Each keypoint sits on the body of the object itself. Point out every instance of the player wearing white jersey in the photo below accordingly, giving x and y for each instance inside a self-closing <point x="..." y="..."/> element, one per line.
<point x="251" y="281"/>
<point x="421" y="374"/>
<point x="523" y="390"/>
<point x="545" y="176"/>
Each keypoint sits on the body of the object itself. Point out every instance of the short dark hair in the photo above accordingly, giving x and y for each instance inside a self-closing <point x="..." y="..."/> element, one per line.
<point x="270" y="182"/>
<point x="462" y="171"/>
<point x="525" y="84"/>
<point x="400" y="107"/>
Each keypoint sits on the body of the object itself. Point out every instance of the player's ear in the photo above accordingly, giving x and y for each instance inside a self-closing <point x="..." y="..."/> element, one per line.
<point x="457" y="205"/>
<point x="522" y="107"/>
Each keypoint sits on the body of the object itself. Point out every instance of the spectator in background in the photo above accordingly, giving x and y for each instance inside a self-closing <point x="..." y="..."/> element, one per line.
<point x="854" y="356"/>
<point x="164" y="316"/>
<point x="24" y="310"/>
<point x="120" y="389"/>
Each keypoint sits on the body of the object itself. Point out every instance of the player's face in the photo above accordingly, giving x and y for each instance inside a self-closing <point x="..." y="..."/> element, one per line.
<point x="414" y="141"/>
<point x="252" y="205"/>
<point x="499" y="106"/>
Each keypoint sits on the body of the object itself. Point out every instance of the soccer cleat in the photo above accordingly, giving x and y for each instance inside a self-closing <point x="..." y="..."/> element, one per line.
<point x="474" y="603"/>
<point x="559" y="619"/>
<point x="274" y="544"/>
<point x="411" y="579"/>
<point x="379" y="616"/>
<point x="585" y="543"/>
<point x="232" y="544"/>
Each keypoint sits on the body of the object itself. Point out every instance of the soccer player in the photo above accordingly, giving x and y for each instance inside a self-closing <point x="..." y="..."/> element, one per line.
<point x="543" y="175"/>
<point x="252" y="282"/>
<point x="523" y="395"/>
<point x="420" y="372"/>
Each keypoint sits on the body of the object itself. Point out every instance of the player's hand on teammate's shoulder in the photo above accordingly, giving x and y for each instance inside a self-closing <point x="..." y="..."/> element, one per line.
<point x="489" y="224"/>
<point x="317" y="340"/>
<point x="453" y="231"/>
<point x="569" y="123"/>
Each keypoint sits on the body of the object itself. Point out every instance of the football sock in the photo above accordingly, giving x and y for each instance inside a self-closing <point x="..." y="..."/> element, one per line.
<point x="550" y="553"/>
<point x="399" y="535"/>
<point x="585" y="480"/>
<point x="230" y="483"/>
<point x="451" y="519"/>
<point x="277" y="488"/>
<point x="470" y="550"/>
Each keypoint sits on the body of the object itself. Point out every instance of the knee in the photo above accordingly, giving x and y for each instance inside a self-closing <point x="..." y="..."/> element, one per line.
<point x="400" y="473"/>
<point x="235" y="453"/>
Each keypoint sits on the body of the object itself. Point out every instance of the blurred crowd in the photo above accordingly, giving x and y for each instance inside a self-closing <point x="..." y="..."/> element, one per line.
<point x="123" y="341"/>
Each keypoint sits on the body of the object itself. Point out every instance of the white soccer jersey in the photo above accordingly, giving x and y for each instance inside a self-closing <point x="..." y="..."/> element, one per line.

» **Set exercise**: Reproduce the entries above in full, verbatim.

» **Output of the task**:
Each keypoint sits on the body of the object itself. Point out every instance of the player wearing white jersey in the photo below accordingly, giving x and y for each instance inside a self-closing <point x="..." y="..."/> element, one per line.
<point x="251" y="281"/>
<point x="421" y="374"/>
<point x="523" y="390"/>
<point x="545" y="176"/>
Each keypoint sits on the body of the object itself. Point out every instance of the short dark hair in the photo above accordingly, giving x and y for each instance inside a self-closing <point x="..." y="..."/> element, one per line.
<point x="270" y="182"/>
<point x="462" y="171"/>
<point x="525" y="84"/>
<point x="400" y="107"/>
Each keypoint sits on the body of the object itself. Point out every instance of the player's ear in the photo above accordingly, giving x and y for each instance inside a self-closing <point x="..." y="..."/> element, one per line.
<point x="457" y="205"/>
<point x="522" y="107"/>
Each keypoint sits on the body of the object itself. Point out every instance of the spectator in background in the photo above accordingly, giving x and y for each instance inside a self-closing <point x="..." y="..."/> element, one per line.
<point x="854" y="356"/>
<point x="164" y="316"/>
<point x="24" y="310"/>
<point x="120" y="389"/>
Each keypoint sits on the body of the object itself. Point out every instance of the player's face in the photo above accordingly, giving x and y for each instance inside a self-closing <point x="..." y="..."/> element, one per line.
<point x="414" y="141"/>
<point x="252" y="205"/>
<point x="499" y="106"/>
Each keypoint sits on the body of the object itself. Point out every instance of the soccer cleat in the photo above accordingly, giving x and y for each instance inside a self-closing <point x="..." y="..."/> element, one per line.
<point x="474" y="603"/>
<point x="559" y="619"/>
<point x="274" y="544"/>
<point x="411" y="579"/>
<point x="379" y="616"/>
<point x="585" y="543"/>
<point x="232" y="544"/>
Each keypoint sits on the body of the object itself. Point out every instance of the soccer player in the photo above accordingly, giving x and y for each instance inside a self-closing <point x="..." y="..."/> element, one per line.
<point x="543" y="175"/>
<point x="252" y="282"/>
<point x="523" y="395"/>
<point x="420" y="372"/>
Each keypoint sits on the body of the object itself. Point out every instance of the player's hand on teammate's shoulder in the photo above accordingly, giving x and y for each instance inside a self-closing <point x="..." y="..."/> element, one per line.
<point x="489" y="224"/>
<point x="317" y="340"/>
<point x="453" y="231"/>
<point x="569" y="123"/>
Each keypoint sits on the body of the object itself. Point out every instance of the football sock in the photo above accordingly, giving x and y for each instance inside a self-closing <point x="..." y="..."/> element, one per line.
<point x="550" y="553"/>
<point x="399" y="535"/>
<point x="585" y="480"/>
<point x="230" y="483"/>
<point x="451" y="519"/>
<point x="277" y="488"/>
<point x="470" y="550"/>
Each keypoint sits on the body of the object itself. Point out every instance of the knee in the photo above accordingly, giving x and y for each instance inside a self-closing <point x="..." y="..."/> element, one per line.
<point x="400" y="473"/>
<point x="235" y="453"/>
Each keypoint sits on the body of the object itself. Point out every instance of the blurred crowd in the photo above accordingly, giving x and y for each instance inside a self-closing <point x="..." y="..."/> element, one per line.
<point x="123" y="341"/>
Each keypoint sits on the body of the object itself. Point out every instance of the white soccer jersey in the photo above accordingly, giving x and y for each instance inside a self-closing <point x="..." y="..."/> element, one per line.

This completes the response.